Gerichtsentscheidung: >>Tierbefreiung<< ist strafbar


Karlsruhe (aho) - Dies hat jetzt der 2. Strafsenat des
Oberlandesgericht Karlsruhe entschieden und damit ein Urteil des
Landgerichts Heidelberg vom Mai 2004 bestätigt. Dieses hatte eine
24-jährige ehemalige und derzeit arbeitslose Studentin und einen
41-jährigen ehemaligen und derzeit arbeitslosen Informatiker im
Berufungsverfahren wegen gemeinschaftlichen Diebstahls in zehn Fällen
zu Geldstrafen von jeweils 30 Tagessätzen bezgl. der Studentin zu je 7
Euro (Gesamtgeldstrafe 210 Euro) und bezüglich des Informatikers zu je
10 Euro (Gesamtgeldstrafe 300 Euro) verurteilt.

● ● ● ● ● ● ●

• **Aufgabe**: Zähl alle Euro-Beträge auf, die in der Meldung zum Urteil über die Tierbefreiung vorkommen.

● ● ● ● ● ● ●

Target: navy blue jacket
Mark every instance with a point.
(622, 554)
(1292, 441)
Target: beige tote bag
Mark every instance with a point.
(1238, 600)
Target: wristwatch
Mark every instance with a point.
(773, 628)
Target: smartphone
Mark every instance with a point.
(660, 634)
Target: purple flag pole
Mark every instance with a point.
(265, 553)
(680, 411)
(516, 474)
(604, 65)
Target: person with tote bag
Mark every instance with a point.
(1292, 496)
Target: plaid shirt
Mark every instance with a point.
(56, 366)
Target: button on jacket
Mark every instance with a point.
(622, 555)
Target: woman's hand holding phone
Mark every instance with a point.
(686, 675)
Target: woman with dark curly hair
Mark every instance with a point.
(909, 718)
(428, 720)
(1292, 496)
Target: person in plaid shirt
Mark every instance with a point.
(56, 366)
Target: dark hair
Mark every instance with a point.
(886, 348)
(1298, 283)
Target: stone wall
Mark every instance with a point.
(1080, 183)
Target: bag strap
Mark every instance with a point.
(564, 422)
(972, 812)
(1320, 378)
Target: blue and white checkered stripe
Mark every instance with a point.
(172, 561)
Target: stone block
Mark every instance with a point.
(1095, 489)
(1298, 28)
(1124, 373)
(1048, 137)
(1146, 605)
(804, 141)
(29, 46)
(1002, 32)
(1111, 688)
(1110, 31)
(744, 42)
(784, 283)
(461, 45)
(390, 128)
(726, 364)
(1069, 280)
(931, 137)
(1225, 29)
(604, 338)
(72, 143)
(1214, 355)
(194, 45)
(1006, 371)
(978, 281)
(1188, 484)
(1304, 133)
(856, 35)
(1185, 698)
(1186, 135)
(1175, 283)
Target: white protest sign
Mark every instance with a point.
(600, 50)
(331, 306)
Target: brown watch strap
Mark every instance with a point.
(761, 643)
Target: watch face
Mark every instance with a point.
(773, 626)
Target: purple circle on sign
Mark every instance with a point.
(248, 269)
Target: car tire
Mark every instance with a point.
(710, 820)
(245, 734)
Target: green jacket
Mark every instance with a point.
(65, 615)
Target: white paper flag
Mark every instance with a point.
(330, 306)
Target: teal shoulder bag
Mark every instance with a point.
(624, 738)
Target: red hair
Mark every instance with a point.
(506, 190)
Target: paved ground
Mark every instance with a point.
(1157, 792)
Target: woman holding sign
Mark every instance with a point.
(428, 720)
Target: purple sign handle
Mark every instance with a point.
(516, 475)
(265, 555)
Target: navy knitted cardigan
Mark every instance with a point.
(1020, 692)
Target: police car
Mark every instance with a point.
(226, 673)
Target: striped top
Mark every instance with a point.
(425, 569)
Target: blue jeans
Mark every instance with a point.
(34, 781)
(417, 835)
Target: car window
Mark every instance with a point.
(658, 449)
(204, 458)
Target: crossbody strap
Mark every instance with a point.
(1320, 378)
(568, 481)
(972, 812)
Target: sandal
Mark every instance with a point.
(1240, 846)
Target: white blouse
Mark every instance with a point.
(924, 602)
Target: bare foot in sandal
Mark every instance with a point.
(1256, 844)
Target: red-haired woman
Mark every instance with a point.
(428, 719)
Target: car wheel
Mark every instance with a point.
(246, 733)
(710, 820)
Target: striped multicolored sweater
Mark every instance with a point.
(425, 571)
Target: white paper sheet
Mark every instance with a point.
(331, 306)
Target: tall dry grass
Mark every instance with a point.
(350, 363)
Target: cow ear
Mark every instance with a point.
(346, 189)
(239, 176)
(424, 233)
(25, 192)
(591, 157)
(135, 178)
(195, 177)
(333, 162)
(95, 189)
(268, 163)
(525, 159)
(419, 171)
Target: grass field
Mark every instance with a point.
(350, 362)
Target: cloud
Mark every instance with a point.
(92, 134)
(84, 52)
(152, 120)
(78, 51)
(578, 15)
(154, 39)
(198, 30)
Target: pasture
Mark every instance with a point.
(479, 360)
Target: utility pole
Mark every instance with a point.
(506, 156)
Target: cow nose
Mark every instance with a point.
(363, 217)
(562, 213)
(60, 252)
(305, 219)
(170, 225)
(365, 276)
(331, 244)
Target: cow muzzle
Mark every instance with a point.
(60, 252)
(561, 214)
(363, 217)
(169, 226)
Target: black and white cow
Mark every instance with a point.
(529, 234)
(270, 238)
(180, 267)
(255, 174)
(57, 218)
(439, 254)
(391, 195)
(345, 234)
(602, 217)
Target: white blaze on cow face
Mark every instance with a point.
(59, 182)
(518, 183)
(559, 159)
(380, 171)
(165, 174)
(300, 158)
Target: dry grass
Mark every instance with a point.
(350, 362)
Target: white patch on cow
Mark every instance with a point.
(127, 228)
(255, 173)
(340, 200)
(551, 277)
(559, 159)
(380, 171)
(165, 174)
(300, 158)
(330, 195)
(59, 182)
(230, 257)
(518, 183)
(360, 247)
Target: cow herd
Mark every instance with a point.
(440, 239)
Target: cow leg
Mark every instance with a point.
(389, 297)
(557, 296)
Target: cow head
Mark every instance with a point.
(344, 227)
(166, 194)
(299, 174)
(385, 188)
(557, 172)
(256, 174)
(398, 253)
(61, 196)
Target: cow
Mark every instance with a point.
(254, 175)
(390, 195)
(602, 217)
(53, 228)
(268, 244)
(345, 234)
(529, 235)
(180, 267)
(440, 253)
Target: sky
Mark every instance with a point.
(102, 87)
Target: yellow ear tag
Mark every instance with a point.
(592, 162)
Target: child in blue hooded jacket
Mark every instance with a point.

● ● ● ● ● ● ●

• **Lösung**:
- 7 Euro
- 210 Euro
- 10 Euro
- 300 Euro